[Records from a data collection]
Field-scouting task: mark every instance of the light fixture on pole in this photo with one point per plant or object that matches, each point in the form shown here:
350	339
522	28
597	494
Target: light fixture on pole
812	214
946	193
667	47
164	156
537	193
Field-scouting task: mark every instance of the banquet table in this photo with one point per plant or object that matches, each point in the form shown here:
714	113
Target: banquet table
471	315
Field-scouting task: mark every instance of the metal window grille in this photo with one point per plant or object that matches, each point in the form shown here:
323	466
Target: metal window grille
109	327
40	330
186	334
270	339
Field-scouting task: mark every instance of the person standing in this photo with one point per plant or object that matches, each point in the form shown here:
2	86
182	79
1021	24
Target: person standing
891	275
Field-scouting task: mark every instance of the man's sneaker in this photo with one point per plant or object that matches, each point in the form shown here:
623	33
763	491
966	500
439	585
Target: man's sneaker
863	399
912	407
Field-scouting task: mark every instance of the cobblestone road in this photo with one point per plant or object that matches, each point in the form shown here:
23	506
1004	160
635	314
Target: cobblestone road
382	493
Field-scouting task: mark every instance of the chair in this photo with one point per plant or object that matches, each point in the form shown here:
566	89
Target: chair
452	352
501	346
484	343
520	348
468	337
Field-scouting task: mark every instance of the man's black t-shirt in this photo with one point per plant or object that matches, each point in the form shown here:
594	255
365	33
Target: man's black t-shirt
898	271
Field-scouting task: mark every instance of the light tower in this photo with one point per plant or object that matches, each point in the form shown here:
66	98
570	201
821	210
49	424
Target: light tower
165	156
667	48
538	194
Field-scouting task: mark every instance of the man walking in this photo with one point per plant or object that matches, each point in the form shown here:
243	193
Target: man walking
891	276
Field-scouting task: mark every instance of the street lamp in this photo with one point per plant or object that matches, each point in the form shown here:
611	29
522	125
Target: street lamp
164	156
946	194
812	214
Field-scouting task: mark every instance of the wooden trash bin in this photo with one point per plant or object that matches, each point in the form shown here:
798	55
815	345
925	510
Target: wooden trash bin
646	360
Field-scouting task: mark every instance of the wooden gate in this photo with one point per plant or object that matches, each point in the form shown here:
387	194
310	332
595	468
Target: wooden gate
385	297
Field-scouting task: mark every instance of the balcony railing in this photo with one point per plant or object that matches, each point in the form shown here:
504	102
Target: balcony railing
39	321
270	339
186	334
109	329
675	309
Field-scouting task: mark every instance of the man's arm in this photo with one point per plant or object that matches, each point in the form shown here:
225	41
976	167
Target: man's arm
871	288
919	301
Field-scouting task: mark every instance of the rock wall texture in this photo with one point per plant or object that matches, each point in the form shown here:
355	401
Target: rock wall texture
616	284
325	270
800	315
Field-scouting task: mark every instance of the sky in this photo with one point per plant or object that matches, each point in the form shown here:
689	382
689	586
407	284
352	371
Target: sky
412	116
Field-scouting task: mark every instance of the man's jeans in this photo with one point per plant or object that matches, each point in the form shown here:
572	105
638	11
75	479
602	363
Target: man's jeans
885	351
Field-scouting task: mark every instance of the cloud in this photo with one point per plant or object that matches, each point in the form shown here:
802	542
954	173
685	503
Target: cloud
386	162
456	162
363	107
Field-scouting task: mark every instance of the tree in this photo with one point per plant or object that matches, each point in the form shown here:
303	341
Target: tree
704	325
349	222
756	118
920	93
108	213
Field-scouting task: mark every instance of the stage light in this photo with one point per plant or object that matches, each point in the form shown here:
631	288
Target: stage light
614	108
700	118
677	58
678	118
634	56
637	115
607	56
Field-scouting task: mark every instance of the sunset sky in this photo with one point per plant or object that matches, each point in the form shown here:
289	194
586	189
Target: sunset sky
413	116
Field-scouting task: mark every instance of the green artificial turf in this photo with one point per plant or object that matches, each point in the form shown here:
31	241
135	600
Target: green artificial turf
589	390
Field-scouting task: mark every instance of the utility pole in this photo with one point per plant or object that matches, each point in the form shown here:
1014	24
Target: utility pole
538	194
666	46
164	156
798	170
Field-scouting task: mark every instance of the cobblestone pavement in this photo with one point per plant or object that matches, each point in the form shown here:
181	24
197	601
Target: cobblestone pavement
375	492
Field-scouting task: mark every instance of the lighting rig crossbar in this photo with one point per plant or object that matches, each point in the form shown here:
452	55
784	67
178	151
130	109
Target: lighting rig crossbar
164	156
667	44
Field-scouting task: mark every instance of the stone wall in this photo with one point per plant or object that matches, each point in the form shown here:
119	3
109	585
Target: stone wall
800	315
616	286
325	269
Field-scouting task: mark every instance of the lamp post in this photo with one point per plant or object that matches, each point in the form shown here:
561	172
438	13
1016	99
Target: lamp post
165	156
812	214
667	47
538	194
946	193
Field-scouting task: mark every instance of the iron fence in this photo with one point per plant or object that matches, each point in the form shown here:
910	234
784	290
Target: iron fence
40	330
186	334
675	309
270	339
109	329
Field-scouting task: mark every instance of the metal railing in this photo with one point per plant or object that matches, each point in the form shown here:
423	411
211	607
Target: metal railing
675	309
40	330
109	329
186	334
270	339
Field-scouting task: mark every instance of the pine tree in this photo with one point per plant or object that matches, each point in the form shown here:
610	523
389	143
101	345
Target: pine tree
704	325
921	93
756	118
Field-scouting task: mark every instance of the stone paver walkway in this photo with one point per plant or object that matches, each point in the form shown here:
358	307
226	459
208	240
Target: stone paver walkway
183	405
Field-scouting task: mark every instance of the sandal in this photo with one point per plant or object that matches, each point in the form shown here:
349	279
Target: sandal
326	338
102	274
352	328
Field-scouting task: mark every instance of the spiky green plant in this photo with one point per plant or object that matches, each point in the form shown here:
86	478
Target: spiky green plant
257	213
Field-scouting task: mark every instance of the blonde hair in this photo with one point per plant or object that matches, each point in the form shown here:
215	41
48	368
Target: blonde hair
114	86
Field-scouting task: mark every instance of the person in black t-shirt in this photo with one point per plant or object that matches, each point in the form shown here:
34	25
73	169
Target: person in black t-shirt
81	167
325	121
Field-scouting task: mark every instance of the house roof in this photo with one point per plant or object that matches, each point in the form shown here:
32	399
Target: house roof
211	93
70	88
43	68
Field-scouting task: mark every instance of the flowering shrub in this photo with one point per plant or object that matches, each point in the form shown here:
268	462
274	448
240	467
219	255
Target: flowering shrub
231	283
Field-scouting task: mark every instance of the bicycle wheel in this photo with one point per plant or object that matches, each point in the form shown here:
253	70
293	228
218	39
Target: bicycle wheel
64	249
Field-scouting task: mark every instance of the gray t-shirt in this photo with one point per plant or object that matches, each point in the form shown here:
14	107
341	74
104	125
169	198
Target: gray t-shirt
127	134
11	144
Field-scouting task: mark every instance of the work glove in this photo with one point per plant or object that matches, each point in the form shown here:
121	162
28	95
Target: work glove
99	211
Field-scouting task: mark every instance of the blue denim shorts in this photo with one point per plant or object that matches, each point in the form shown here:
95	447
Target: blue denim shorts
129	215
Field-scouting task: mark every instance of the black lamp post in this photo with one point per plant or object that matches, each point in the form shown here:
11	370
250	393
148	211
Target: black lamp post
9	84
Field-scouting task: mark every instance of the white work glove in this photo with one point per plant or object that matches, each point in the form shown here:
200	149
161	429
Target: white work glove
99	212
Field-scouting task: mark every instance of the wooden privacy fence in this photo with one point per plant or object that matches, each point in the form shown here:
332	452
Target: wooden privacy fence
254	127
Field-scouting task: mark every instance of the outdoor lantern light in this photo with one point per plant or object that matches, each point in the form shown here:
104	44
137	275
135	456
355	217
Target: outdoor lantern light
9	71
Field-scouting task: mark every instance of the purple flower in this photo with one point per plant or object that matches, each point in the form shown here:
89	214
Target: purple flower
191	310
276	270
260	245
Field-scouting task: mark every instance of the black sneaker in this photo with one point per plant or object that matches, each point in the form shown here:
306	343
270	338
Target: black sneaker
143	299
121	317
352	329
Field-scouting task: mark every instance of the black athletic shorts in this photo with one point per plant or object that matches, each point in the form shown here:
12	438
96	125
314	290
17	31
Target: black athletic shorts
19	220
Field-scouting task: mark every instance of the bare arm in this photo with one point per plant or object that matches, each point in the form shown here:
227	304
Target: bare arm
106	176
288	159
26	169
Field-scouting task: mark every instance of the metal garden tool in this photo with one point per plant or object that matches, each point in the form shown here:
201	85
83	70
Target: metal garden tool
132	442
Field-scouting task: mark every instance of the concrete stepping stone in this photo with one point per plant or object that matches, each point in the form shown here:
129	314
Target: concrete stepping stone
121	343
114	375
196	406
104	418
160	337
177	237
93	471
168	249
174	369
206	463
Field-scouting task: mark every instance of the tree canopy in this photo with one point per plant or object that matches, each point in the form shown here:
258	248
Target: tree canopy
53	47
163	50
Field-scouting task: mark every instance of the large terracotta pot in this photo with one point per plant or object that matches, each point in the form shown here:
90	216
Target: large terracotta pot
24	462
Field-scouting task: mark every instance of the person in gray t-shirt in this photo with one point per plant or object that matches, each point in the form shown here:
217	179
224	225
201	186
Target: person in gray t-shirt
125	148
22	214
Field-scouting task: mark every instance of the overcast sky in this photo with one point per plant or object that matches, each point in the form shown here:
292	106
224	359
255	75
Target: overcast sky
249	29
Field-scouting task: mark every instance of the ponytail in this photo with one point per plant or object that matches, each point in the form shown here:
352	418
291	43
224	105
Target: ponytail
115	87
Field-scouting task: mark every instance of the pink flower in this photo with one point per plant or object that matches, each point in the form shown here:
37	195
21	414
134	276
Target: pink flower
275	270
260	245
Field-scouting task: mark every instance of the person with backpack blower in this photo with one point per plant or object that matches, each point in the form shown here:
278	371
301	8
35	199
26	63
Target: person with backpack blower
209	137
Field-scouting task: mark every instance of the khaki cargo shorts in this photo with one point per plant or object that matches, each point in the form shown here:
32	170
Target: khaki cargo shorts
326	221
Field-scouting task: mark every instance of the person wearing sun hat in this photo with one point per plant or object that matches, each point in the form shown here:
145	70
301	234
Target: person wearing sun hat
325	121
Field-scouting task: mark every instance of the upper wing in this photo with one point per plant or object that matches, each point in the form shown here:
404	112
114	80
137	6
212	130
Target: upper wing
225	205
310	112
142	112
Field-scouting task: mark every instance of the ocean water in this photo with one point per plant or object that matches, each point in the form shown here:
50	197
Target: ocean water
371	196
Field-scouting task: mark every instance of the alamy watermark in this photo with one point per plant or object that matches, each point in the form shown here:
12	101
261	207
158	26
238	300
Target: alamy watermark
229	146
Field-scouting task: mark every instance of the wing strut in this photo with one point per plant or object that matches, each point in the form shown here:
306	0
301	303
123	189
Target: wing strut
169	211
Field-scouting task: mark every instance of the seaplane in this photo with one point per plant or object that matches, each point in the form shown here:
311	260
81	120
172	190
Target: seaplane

#### [TO DO]
Out of the records above, pull each line containing the word "seaplane".

#### [SOLUTION FOR THIS PROBLEM]
Field-scouting task: mark every instance of the seaplane in this photo with one point per plant or object that matches, each point in the form shown here:
Target: seaplane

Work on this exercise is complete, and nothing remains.